**ARBEITSAUFTRÄGE:**
1 > Was versteht man laut dem Text über Pressefreiheit unter der inneren Pressefreiheit?
2 > Erkläre mithilfe des Textes über Pressefreiheit, warum die privatwirtschaftliche Struktur der Presse als garantiert gilt und nicht bloß den jetzigen Zustand beschreibt.

**VORLIEGENDER TEXT:**
Innere Pressefreiheit

Unter der inneren Pressefreiheit versteht man die innere Verfassung von Presseunternehmen, insbesondere das Verhältnis zwischen Verleger und Redaktion bzw. einzelnem Journalisten unter dem Gesichtspunkt der Mitbestimmung. Auch der einzelne Journalist ist zwar Träger des Grundrechts der Pressefreiheit. Dies kann aber nicht zu einer Grundrechtskollisionen innerhalb des Presseunternehmens führen, die die Funktionsfähigkeit der Presse schwer beeinträchtigten würde. Auch eine Ableitung der inneren Pressefreiheit aus der grundrechtlichen Garantie des Instituts Presse, um die Meinungsvielfalt zu sichern, wird überwiegend abgelehnt…

Privatwirtschaftliche Struktur der Presse

Art. 5 Abs. 1 S. 2 gewährleistet die privatwirtschaftliche Struktur der Presse als Garant für eine freie Meinungsbildung: Durch die wirtschaftliche und geistige Konkurrenz verschiedener Presseerzeugnisse wird die freie Meinungsbildung ermöglicht. Der Gegenansicht, die in der privatwirtschaftlichen Struktur der Presse lediglich die Beschreibung des jetzigen Zustandes sieht, ist entgegen zu halten, dass sich die verfassungsrechtlich vorgegebene Staatsfreiheit nur durch ein privatautonomes Pressewesen verwirklichen lässt. Zudem spricht für die Garantie der privaten Ordnung der Presse die historischen Lage bei Verabschiedung des Grundgesetzes: Damals lag eine privatwirtschaftliche Pressestruktur vor.

Aus dem verfassungsrechtlichen Gebot einer privatautonomen Presse resultiert das Verbot der offenen bzw. verdeckten Verstaatlichung von Presseunternehmen, sowie die Unzulässigkeit der Publikation von Presseerzeugnissen durch staatlichen Stellen, sofern sie damit nicht ihre Pflicht zur Information der Öffentlichkeit erfüllen.

[Einträge zur Ortsbestimmung]
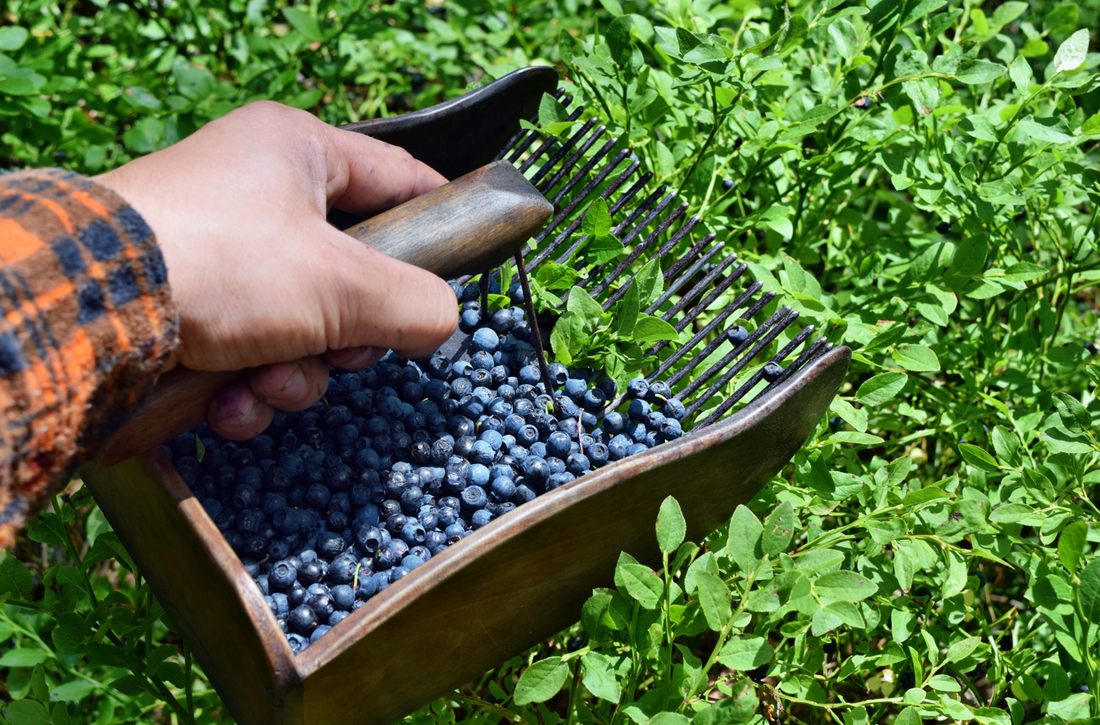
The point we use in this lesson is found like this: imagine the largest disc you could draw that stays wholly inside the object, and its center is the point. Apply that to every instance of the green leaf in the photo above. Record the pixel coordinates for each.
(1073, 51)
(978, 458)
(963, 649)
(744, 545)
(1020, 72)
(713, 599)
(844, 586)
(650, 283)
(68, 640)
(651, 329)
(552, 275)
(974, 73)
(1071, 544)
(581, 304)
(598, 677)
(1023, 272)
(1088, 593)
(668, 718)
(671, 526)
(1046, 130)
(541, 681)
(626, 312)
(23, 657)
(638, 582)
(844, 35)
(619, 40)
(195, 83)
(596, 221)
(26, 712)
(74, 691)
(909, 716)
(881, 387)
(305, 23)
(779, 529)
(1073, 414)
(916, 358)
(746, 652)
(12, 37)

**LÖSUNGEN:**
1 > Man versteht darunter die innere Verfassung von Presseunternehmen, insbesondere das Verhältnis zwischen Verleger und Redaktion bzw. einzelnem Journalisten unter dem Gesichtspunkt der Mitbestimmung.

2 > Die verfassungsrechtlich vorgegebene Staatsfreiheit lässt sich nur durch ein privatautonomes Pressewesen verwirklichen. Außerdem spricht die historische Lage bei Verabschiedung des Grundgesetzes dafür, denn damals lag eine privatwirtschaftliche Pressestruktur vor.